▶ _Exercise brief_
Count the lines in the listing below that contain the string "hair", and reply with only that number.

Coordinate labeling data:
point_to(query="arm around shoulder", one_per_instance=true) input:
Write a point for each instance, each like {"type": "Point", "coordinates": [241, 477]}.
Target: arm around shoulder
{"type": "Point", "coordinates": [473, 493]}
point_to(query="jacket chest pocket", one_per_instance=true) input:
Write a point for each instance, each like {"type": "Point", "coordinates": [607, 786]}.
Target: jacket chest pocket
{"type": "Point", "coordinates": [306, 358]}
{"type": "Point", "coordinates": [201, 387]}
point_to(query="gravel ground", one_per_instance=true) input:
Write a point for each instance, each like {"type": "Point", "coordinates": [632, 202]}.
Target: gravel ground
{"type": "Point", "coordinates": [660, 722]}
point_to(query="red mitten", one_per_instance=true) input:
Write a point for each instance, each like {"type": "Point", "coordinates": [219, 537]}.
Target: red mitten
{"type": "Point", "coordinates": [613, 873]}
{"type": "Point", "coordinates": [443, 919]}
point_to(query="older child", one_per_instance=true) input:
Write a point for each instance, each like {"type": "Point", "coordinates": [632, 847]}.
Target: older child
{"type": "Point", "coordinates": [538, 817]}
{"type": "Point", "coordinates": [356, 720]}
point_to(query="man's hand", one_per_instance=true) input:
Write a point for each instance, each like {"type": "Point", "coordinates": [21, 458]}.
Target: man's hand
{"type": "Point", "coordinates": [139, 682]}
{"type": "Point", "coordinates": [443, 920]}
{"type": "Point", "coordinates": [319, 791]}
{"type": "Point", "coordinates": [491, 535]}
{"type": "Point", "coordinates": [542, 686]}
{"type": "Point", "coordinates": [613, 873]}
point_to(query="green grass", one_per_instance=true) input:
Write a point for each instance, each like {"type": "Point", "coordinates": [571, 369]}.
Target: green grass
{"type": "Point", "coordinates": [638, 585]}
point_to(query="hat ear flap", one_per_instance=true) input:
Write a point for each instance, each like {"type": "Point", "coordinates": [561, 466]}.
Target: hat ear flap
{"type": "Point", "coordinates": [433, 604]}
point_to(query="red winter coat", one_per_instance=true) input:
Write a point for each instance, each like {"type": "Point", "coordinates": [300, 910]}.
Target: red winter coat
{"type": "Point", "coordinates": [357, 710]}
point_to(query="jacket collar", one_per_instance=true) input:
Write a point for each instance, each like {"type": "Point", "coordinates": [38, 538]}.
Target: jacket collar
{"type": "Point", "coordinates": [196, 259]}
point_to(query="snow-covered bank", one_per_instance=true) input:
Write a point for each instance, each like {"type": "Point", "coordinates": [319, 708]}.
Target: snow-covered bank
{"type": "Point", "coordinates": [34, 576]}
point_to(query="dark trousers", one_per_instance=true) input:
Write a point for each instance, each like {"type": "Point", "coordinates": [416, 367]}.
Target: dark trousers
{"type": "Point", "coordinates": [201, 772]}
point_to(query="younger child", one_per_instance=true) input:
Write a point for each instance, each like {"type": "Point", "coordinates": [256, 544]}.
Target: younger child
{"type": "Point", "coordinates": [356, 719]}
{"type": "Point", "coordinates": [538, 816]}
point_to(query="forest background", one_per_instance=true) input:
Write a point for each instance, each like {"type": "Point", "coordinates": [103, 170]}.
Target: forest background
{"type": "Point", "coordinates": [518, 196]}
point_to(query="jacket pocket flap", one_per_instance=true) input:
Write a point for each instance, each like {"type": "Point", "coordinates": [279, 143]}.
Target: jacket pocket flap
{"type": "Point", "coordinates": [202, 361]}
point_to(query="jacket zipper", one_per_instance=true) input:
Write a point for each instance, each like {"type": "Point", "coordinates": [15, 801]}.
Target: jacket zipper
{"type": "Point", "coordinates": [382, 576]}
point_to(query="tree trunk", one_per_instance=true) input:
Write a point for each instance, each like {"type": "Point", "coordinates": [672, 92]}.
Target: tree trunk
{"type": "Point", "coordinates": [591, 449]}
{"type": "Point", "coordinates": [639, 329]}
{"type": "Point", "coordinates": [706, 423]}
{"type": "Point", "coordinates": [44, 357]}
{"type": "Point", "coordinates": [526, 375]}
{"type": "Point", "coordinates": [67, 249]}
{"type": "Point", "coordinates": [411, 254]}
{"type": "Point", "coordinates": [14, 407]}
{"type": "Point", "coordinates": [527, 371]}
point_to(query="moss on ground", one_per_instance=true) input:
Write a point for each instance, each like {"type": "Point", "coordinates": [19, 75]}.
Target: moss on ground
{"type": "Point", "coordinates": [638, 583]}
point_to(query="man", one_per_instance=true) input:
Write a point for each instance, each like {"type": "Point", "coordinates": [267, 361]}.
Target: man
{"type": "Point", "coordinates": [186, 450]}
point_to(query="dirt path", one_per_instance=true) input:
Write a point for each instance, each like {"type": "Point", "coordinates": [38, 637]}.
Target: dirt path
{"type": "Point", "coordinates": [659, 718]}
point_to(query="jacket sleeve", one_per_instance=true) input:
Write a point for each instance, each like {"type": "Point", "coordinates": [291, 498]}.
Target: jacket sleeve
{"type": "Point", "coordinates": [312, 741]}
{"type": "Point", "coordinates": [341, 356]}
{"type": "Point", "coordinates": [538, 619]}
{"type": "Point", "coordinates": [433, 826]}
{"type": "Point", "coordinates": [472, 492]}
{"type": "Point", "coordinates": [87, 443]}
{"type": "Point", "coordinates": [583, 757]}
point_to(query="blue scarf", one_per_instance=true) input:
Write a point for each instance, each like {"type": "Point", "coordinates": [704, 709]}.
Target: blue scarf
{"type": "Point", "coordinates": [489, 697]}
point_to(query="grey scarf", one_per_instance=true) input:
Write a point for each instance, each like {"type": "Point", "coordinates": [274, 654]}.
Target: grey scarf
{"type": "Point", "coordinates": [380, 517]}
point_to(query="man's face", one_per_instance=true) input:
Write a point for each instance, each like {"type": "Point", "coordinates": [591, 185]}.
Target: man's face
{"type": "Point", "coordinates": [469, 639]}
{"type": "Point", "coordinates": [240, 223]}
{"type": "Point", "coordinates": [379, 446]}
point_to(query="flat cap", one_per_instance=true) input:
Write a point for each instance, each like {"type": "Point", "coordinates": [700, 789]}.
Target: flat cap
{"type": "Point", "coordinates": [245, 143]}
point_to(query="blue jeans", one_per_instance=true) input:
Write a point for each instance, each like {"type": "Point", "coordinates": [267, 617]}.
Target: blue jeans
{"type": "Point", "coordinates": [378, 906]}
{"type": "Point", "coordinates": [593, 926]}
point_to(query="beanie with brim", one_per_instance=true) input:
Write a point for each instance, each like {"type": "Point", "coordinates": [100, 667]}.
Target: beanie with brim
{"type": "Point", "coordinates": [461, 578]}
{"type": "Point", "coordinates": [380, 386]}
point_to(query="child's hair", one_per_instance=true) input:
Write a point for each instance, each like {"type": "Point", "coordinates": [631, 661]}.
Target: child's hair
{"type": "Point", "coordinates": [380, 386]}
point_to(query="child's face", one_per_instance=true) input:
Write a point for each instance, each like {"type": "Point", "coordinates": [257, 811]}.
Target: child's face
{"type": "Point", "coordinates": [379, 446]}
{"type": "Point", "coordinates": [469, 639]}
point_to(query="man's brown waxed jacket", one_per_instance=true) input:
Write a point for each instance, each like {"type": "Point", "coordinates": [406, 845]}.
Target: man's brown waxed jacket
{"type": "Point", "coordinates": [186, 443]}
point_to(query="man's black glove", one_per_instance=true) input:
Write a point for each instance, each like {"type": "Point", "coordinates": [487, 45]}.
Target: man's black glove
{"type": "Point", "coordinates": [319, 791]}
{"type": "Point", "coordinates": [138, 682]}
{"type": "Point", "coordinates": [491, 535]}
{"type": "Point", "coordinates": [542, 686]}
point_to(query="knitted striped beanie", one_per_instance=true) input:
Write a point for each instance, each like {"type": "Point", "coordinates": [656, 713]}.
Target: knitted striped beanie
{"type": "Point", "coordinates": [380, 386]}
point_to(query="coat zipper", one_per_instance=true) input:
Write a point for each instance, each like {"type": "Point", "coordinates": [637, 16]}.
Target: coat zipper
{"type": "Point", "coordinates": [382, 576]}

▶ _Complete answer_
2